Problem description:
Provide an exact copy of the lines from the beginning of the records through the line that includes "positive clicks: (91, 110)", and of no others.

Recorded data:
----

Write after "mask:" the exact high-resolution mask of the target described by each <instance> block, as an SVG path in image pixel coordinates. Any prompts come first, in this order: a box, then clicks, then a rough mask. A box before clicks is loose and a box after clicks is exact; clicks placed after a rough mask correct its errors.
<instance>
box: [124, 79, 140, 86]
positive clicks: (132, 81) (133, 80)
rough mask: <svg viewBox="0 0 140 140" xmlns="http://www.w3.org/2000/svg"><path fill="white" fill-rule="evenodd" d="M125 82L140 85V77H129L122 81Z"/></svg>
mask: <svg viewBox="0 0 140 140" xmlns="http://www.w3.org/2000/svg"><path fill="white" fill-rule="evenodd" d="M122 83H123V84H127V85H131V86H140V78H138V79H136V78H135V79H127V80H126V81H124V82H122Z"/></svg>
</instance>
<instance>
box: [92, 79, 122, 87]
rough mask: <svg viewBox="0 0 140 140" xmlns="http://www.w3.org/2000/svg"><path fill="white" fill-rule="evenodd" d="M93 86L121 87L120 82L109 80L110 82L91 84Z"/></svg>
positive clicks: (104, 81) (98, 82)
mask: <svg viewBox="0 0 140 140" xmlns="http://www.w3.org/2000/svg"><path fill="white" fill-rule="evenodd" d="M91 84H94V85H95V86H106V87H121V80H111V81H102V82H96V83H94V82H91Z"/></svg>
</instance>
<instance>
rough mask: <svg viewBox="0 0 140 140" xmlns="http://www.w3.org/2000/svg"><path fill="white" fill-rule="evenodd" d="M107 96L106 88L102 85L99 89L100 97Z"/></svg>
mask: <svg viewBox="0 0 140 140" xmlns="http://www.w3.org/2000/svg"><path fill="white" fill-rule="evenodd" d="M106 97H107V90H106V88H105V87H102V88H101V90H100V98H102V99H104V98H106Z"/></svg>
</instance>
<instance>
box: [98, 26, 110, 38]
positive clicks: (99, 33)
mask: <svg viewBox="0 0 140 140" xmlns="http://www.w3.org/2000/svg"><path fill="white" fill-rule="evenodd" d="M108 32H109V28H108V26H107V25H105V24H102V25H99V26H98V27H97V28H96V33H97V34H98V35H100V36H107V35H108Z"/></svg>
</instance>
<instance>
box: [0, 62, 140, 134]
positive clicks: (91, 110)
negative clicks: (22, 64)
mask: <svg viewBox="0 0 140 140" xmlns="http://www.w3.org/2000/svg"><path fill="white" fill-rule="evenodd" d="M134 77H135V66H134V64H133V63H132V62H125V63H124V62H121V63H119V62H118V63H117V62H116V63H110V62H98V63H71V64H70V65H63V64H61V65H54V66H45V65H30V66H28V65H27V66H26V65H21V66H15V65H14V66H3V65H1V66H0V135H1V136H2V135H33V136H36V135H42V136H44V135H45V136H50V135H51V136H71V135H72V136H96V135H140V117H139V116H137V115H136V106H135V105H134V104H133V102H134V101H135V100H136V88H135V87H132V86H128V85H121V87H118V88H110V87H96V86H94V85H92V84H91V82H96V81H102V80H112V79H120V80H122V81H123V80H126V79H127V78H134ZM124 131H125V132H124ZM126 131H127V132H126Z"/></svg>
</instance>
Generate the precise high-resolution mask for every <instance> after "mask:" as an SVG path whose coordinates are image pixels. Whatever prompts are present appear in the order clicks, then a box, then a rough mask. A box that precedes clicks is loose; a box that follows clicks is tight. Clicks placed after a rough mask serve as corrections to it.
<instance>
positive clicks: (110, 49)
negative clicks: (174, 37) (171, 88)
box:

----

Result of this task:
Write after "mask:" the exact high-resolution mask of the target described by each <instance> block, as an SVG path in image pixel coordinates. Any prompts come first, in this order: a box, then clicks, then a rough mask. A box before clicks is loose and a box after clicks is exact; clicks placed after a rough mask correct its errors.
<instance>
box: [124, 79, 140, 86]
positive clicks: (132, 81) (133, 80)
rough mask: <svg viewBox="0 0 140 140" xmlns="http://www.w3.org/2000/svg"><path fill="white" fill-rule="evenodd" d="M125 82L140 85V77H129L122 81Z"/></svg>
mask: <svg viewBox="0 0 140 140" xmlns="http://www.w3.org/2000/svg"><path fill="white" fill-rule="evenodd" d="M122 83H123V84H127V85H131V86H140V78H138V79H136V78H135V79H127V80H126V81H124V82H122Z"/></svg>
</instance>
<instance>
box: [92, 79, 122, 87]
rough mask: <svg viewBox="0 0 140 140" xmlns="http://www.w3.org/2000/svg"><path fill="white" fill-rule="evenodd" d="M93 86L121 87L120 82L109 80L110 82L91 84Z"/></svg>
positive clicks: (104, 81) (98, 82)
mask: <svg viewBox="0 0 140 140" xmlns="http://www.w3.org/2000/svg"><path fill="white" fill-rule="evenodd" d="M91 84H94V85H95V86H106V87H121V80H111V81H102V82H96V83H94V82H91Z"/></svg>
</instance>
<instance>
rough mask: <svg viewBox="0 0 140 140" xmlns="http://www.w3.org/2000/svg"><path fill="white" fill-rule="evenodd" d="M107 96L106 88L102 85L99 89L100 97Z"/></svg>
mask: <svg viewBox="0 0 140 140" xmlns="http://www.w3.org/2000/svg"><path fill="white" fill-rule="evenodd" d="M106 97H107V90H106V88H105V87H102V88H101V90H100V98H102V99H104V98H106Z"/></svg>
</instance>
<instance>
box: [98, 26, 110, 38]
positive clicks: (99, 33)
mask: <svg viewBox="0 0 140 140" xmlns="http://www.w3.org/2000/svg"><path fill="white" fill-rule="evenodd" d="M108 32H109V28H108V26H107V25H105V24H102V25H99V26H98V27H97V28H96V33H97V34H98V35H100V36H107V35H108Z"/></svg>
</instance>
<instance>
box: [0, 62, 140, 134]
positive clicks: (91, 110)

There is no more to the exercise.